WHAT IS BEING ASKED - Output all records verbatim.

ENTRIES SUPPLIED -
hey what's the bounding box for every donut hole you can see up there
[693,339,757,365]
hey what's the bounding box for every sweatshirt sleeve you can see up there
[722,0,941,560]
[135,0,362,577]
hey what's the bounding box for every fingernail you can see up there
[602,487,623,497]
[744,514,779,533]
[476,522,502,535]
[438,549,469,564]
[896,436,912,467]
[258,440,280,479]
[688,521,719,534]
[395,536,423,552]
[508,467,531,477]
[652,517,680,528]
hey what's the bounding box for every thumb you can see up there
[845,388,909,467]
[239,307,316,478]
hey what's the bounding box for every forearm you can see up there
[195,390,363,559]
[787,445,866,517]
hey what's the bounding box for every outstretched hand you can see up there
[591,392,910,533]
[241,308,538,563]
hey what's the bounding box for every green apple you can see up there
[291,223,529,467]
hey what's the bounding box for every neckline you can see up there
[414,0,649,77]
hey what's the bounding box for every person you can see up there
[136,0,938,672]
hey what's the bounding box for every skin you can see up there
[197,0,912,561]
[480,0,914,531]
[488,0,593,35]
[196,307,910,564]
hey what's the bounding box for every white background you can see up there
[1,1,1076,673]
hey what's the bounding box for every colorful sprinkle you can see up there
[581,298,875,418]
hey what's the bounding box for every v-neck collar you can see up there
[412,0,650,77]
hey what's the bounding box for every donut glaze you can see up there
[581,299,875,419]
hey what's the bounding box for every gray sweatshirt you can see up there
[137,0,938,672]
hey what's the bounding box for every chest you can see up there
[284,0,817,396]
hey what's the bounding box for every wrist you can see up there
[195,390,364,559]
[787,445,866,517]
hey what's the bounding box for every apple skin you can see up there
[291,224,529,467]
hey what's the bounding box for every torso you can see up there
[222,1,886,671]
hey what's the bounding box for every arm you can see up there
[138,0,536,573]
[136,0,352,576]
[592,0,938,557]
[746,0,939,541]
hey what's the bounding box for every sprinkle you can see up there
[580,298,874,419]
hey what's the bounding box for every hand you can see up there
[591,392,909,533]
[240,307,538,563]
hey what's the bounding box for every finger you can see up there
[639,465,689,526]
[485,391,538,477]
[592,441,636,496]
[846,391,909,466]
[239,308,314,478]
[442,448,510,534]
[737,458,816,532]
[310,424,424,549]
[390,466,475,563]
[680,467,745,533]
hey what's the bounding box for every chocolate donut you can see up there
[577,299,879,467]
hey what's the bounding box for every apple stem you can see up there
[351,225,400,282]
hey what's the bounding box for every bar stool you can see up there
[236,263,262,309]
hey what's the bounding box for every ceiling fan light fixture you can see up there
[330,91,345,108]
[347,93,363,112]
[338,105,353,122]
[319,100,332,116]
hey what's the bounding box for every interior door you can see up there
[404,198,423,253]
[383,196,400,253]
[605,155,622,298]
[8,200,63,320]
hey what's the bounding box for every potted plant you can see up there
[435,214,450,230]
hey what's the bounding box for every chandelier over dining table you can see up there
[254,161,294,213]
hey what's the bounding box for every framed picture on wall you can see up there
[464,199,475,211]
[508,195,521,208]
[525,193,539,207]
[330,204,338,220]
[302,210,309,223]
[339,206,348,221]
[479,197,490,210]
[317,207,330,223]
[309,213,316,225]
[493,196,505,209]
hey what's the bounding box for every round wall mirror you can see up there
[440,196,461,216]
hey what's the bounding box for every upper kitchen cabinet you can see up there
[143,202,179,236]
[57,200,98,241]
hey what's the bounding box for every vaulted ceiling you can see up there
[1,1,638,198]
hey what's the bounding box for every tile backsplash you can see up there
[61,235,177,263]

ANSWER TO THE PROBLEM -
hey what's the bounding box for every donut hole you can see up there
[693,339,757,365]
hey what's the bounding box for every sweatshirt sleeve you can see up there
[722,0,941,560]
[135,0,362,577]
hey what's the bounding box for every fingernail you can see up there
[602,487,623,497]
[744,514,779,533]
[476,522,502,535]
[438,549,469,564]
[896,436,912,467]
[258,440,280,479]
[688,521,719,534]
[395,536,423,552]
[508,467,531,477]
[652,517,680,528]
hey what's the bounding box for every thumb you can see up there
[845,388,909,467]
[239,307,316,478]
hey what's the bounding box for every forearm you can see up there
[195,390,363,559]
[787,445,866,517]
hey what's the bounding box for every outstretched hand you can see up there
[591,392,910,533]
[241,308,538,563]
hey what's the bounding box for every green apple you can see up there
[291,223,529,467]
hey what's the bounding box for every neckline you can see up there
[414,0,649,77]
hey what's the bounding box for every person you can see up there
[136,0,938,672]
hey what's the bounding box for every skin you can see up there
[197,0,912,561]
[480,0,914,531]
[488,0,593,35]
[196,307,910,564]
hey what's the bounding box for every white background you can see up there
[1,1,1076,673]
hey what's the bounding box for every colorful sprinkle you can see up there
[581,298,875,418]
hey what's the bounding box for every v-neck collar you can see up there
[412,0,650,77]
hey what's the bounding box for every donut glaze you can see up there
[581,299,875,419]
hey what's the bounding box for every gray sweatshirt you can see up there
[137,0,938,672]
hey what's the bounding box for every chest you can see up there
[284,0,817,396]
hey what's the bounding box for every wrist you can see up there
[195,390,364,559]
[787,445,866,517]
hey what's the bounding box for every apple skin you can see up there
[291,224,529,467]
hey what's the bounding box for every torso you can see up there
[222,1,886,671]
hey what's the bounding box for every arm you can see up there
[138,0,536,573]
[136,0,352,576]
[592,0,938,557]
[746,0,939,541]
hey what's the bounding box for every sprinkle you can see up there
[580,298,874,419]
hey what's the bounding box for every hand you can see up there
[591,392,909,533]
[240,307,538,563]
hey what's the bounding box for every finger you can see up there
[639,465,689,526]
[485,391,538,477]
[592,441,636,496]
[846,391,909,466]
[239,308,314,478]
[442,448,510,534]
[737,458,816,532]
[310,424,424,549]
[390,466,475,563]
[680,467,745,533]
hey what's the bounding box for every chocolate donut you can see up there
[577,299,879,467]
hey what's the bounding box for every apple stem you can see up there
[351,225,400,282]
hey what's the bounding box for every bar stool you can see up there
[236,263,262,309]
hey what's the bounding box for every ceiling fan light fixture you can see up there
[330,91,345,108]
[347,93,363,112]
[338,105,353,122]
[319,100,332,116]
hey what's the bounding box for every interior door you can see up there
[404,198,423,253]
[383,196,400,253]
[605,155,622,298]
[8,200,63,320]
hey what's the bounding box for every potted plant you can see up there
[435,214,450,230]
hey what's the bounding box for every chandelier over dining table you can see up there
[254,161,294,213]
hey what's the bounding box for every framed picture on wall you can see up there
[464,199,475,211]
[508,195,521,208]
[525,193,539,207]
[330,204,338,220]
[302,210,309,223]
[339,206,348,221]
[479,197,490,210]
[317,207,330,223]
[309,213,316,225]
[493,196,505,209]
hey what's the bounding box for every round wall mirror you can see up there
[440,196,461,216]
hey what's the bounding box for every upper kitchen cabinet you can see up there
[143,202,179,236]
[57,200,98,241]
hey what's the bounding box for every vaulted ceiling you can see up there
[1,1,638,198]
hey what's the bounding box for every tile backsplash you can see up there
[61,235,177,263]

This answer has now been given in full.